Shriram General Insurance Company, whose business almost entirely is composed of motor insurance, is seeing annual growth of 30 per cent in gross written premium. To buttress this growth, the company intends to hire 700 people this year.  

Addressing journalists here today, Anil Aggarwal, MD & CEO of the company, said 500 persons would be recruited for marketing and the rest would be support staff. 

In 2022-23, the company earned premium income of ₹2,267 crore. The company expects to grow 30 per cent in the current year and the next, Aggarwal said. The expected growth is also the reason the company’s solvency ratio — ratio of capital to risk accepted, a measure of capital adequacy — stands at an elevated level of 4.83, against the statutory requirement of 1.5. 

Aggarwal said the company is confident that it would grow 30 per cent in the current year stems from the 39 per cent growth in premiums collected in the first quarter of the current year. He said that today 90 per cent of the premia come from motor insurance; the company intends to bring it down to 85 as early as possible, by diversifying into other lines, such as health, cyber-security and travel — or any line except crop insurance, where “we burnt our fingers in 2016-17”.  

Shriram General is a joint venture of the Chennai-based Shriram group, which is predominantly into financial services, and Sanlam of South Africa. Shriram Finance, the group’s flagship company, is a non-banking finance company that specialises in lending for the purchase of used trucks, a high-risk, high-rewards business that the company has perfected over the last quarter century. Shriram General’s DNA is therefore ‘motor’. 

Q1 net rises

In the first quarter of the current year, it made a net profit of ₹98 crore compared with ₹71 crore in the corresponding quarter of last year. Profits come from investing the premia, while there is an underwriting loss (premia collected less claims paid.) On the company making underwriting loss, Aggarwal said that the regulations were conservatively skewed in terms of providing for long term claims upfront. The underwriting loss is therefore only a ‘technical loss’.

“The profits are in the pocket, but they don’t show-up in the books,” he said. Aggarwal, a chartered accountant, observed that it was fine to be conservative in accounting.

▶ [INSTRUCTIONS TO FOLLOW]:
In the article on Shriram General Insurance, what is the company's solvency ratio, and what is the statutory requirement?

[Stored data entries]
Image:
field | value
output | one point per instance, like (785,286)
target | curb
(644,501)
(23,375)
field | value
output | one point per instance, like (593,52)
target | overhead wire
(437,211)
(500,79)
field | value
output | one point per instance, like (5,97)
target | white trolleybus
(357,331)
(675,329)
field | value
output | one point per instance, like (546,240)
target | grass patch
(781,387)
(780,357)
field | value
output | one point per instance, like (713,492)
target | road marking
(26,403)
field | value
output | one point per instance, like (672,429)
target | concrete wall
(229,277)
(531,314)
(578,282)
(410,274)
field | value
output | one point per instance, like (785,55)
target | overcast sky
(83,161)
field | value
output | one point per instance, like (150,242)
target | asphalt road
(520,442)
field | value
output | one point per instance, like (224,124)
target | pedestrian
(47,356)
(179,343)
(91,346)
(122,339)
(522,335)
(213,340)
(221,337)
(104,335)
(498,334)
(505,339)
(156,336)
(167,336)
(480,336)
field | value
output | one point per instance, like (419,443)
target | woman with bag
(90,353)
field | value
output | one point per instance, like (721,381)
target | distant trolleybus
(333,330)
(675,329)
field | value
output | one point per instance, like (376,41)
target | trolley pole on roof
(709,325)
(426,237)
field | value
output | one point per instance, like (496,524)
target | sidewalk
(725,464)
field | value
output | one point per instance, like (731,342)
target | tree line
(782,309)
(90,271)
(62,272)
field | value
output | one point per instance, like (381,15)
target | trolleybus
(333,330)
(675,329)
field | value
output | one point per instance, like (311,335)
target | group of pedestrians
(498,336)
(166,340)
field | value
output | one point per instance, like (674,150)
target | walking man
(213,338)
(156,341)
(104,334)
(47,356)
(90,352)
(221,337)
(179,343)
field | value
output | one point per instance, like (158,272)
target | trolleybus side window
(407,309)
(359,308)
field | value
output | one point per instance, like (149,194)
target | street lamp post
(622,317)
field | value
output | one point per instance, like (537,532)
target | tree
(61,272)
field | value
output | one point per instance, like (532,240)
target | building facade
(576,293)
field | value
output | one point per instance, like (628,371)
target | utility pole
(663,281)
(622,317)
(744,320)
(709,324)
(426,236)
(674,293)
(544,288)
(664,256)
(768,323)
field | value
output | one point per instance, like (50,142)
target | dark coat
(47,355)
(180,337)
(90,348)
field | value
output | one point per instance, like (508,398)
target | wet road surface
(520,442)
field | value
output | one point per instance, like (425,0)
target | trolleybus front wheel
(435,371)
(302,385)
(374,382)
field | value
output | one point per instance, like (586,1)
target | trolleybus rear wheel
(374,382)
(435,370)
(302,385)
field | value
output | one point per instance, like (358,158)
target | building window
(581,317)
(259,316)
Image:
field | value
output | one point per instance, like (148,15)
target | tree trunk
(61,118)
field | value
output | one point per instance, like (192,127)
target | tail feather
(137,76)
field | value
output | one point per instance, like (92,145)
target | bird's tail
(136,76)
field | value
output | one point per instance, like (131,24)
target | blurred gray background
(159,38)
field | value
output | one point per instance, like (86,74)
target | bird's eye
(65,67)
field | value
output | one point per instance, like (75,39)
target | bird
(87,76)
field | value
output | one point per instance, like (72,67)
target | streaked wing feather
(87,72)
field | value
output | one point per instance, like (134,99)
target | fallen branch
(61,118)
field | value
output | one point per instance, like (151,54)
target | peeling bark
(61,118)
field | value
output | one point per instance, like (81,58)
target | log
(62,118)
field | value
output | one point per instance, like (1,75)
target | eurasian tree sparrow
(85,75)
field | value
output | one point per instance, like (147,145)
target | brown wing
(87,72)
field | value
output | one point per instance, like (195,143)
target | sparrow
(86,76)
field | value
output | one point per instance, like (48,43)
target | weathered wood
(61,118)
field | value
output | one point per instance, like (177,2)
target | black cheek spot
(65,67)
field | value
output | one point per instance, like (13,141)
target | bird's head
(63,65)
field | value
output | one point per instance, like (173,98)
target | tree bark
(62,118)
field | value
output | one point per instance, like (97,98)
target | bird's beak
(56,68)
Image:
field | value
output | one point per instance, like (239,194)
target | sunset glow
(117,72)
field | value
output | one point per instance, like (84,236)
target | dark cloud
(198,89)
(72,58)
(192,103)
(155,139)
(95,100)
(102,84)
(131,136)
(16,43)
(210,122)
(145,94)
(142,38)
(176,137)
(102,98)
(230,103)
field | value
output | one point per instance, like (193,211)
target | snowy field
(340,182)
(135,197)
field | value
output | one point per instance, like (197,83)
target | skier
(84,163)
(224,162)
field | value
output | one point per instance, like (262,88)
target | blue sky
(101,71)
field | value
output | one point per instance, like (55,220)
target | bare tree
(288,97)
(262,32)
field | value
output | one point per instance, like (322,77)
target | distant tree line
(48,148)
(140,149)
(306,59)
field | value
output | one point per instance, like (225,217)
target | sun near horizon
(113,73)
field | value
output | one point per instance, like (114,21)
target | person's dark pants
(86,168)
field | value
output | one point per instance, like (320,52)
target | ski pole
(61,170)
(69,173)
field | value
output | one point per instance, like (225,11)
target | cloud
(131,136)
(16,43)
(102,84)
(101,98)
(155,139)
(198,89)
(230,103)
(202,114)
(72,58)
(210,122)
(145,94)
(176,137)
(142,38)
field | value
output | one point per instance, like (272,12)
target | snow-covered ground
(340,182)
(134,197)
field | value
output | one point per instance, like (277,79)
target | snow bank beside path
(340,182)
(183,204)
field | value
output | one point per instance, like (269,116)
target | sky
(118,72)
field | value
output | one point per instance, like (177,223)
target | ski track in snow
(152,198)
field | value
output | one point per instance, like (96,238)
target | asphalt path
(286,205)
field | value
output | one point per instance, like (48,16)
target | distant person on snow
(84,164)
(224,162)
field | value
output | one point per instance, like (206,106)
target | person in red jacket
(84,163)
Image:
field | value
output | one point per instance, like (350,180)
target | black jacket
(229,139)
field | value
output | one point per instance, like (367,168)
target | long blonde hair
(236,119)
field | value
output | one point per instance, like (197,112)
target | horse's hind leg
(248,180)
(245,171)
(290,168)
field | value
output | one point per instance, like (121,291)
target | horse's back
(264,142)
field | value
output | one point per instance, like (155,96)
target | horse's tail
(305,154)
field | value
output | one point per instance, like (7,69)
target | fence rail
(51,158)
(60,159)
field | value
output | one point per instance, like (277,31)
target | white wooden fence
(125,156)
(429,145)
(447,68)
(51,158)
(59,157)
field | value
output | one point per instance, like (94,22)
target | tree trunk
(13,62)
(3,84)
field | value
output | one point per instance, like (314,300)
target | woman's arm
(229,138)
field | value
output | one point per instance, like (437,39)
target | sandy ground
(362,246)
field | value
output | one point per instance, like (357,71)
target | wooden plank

▶ [EXPECTED ANSWER]:
The solvency ratio stands at 4.83, against a statutory requirement of 1.5.